(Records taken from a data source)
###
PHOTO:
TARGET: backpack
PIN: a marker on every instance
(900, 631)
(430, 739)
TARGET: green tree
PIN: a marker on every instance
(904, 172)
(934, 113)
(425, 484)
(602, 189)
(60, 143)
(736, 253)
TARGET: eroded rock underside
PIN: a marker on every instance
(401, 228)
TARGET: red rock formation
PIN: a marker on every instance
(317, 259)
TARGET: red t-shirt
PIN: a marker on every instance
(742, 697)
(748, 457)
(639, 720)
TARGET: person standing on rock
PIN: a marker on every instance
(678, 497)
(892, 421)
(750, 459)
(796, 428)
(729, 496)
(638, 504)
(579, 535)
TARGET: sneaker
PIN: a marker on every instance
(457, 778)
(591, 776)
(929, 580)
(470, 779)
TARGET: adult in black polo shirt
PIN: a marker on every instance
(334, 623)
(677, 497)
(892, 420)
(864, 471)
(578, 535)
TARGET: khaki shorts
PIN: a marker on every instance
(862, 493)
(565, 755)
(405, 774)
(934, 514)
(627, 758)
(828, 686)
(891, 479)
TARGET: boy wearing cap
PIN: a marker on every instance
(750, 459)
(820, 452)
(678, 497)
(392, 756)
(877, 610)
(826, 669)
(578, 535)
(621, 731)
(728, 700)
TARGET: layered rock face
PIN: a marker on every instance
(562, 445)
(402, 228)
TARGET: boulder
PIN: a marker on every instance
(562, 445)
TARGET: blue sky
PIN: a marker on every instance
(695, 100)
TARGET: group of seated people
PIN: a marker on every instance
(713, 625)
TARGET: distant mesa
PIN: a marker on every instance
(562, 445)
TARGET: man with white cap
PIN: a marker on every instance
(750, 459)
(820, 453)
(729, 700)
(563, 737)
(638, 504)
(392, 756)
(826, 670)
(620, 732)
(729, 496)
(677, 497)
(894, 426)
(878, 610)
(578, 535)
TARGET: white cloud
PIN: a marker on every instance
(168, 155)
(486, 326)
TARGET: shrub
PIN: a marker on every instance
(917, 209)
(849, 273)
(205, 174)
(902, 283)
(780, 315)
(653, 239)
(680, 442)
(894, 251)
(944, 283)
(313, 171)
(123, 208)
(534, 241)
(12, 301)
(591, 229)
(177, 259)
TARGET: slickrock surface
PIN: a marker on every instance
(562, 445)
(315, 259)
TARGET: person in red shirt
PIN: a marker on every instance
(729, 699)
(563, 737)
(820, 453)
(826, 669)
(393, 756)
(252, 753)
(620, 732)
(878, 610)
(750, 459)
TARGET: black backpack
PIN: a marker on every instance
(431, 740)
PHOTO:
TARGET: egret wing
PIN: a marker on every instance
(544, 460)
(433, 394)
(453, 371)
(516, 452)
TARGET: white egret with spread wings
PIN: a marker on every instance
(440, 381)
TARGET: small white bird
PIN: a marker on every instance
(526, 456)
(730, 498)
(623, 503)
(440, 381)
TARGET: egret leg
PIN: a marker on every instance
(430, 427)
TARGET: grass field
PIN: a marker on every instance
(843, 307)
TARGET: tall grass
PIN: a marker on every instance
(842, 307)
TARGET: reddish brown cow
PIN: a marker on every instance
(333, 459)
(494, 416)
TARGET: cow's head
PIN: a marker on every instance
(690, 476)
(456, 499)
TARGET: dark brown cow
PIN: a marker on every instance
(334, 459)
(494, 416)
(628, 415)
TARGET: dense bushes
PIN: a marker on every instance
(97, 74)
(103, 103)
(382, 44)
###
▶ Brief: Output every line of the material above as a numbered list, leaving out any blank lines.

▶ Answer to the problem:
1. PHOTO:
2. TARGET: backpack
3. PIN: a marker on every instance
4. (900, 631)
5. (430, 739)
6. TARGET: green tree
7. PIN: a marker on every instance
8. (904, 172)
9. (934, 113)
10. (425, 484)
11. (602, 189)
12. (60, 143)
13. (736, 253)
14. TARGET: eroded rock underside
15. PIN: a marker on every instance
16. (401, 228)
17. TARGET: red rock formation
18. PIN: a marker on every instance
19. (317, 259)
20. TARGET: red t-shirt
21. PIN: a marker on every instance
22. (742, 697)
23. (748, 457)
24. (639, 720)
25. TARGET: person standing on rock
26. PIN: a marker on every instance
27. (678, 497)
28. (892, 421)
29. (750, 459)
30. (796, 428)
31. (729, 496)
32. (638, 504)
33. (579, 535)
34. TARGET: sneaker
35. PIN: a marker on every instance
36. (457, 778)
37. (591, 776)
38. (929, 580)
39. (470, 779)
40. TARGET: adult in black polo shirt
41. PIN: a marker on every instance
42. (334, 623)
43. (677, 497)
44. (892, 420)
45. (864, 471)
46. (578, 535)
47. TARGET: khaki shorts
48. PIN: a marker on every instance
49. (862, 493)
50. (565, 755)
51. (405, 774)
52. (934, 514)
53. (627, 758)
54. (828, 686)
55. (891, 479)
56. TARGET: boy wearing cap
57. PIN: a marker on every instance
58. (750, 459)
59. (820, 452)
60. (678, 497)
61. (392, 756)
62. (877, 610)
63. (826, 669)
64. (578, 535)
65. (621, 731)
66. (728, 700)
67. TARGET: layered rock face
68. PIN: a marker on every instance
69. (562, 445)
70. (402, 228)
71. TARGET: boulder
72. PIN: a marker on every instance
73. (562, 445)
74. TARGET: blue sky
75. PIN: a marker on every instance
76. (695, 100)
77. TARGET: group of seated people
78. PIN: a marker on every instance
79. (713, 625)
80. TARGET: distant mesa
81. PIN: a marker on every instance
82. (562, 445)
83. TARGET: man with white cap
84. PIN: a marker on every instance
85. (750, 459)
86. (820, 453)
87. (729, 700)
88. (563, 737)
89. (638, 504)
90. (392, 756)
91. (826, 670)
92. (620, 732)
93. (729, 496)
94. (677, 497)
95. (894, 426)
96. (878, 610)
97. (578, 535)
98. TARGET: white cloud
99. PIN: a marker on every instance
100. (168, 155)
101. (486, 326)
102. TARGET: shrub
103. PIN: a marker on every instance
104. (917, 209)
105. (849, 273)
106. (205, 174)
107. (902, 283)
108. (780, 315)
109. (653, 239)
110. (680, 442)
111. (894, 251)
112. (944, 283)
113. (313, 171)
114. (123, 208)
115. (534, 241)
116. (12, 301)
117. (591, 229)
118. (177, 259)
119. TARGET: slickrock surface
120. PIN: a marker on every instance
121. (562, 445)
122. (315, 259)
123. TARGET: person in red shirt
124. PIN: a marker on every instance
125. (729, 699)
126. (563, 737)
127. (820, 453)
128. (826, 669)
129. (393, 756)
130. (252, 753)
131. (620, 732)
132. (878, 610)
133. (750, 459)
134. TARGET: black backpack
135. PIN: a marker on every instance
136. (431, 740)
137. PHOTO:
138. TARGET: egret wing
139. PIN: a marker on every instance
140. (544, 460)
141. (433, 394)
142. (453, 371)
143. (516, 452)
144. TARGET: white egret with spread wings
145. PIN: a marker on every instance
146. (440, 381)
147. TARGET: small white bird
148. PIN: a marker on every instance
149. (526, 456)
150. (730, 498)
151. (623, 503)
152. (440, 381)
153. TARGET: egret leg
154. PIN: a marker on every instance
155. (430, 427)
156. TARGET: grass field
157. PIN: a marker on every instance
158. (843, 307)
159. TARGET: tall grass
160. PIN: a marker on every instance
161. (842, 307)
162. TARGET: reddish brown cow
163. PIN: a marker on every instance
164. (333, 459)
165. (494, 416)
166. TARGET: cow's head
167. PIN: a marker on every instance
168. (690, 476)
169. (456, 499)
170. TARGET: dark brown cow
171. PIN: a marker on every instance
172. (334, 459)
173. (494, 416)
174. (628, 415)
175. TARGET: dense bushes
176. PIN: a marker on every instance
177. (97, 74)
178. (103, 103)
179. (382, 44)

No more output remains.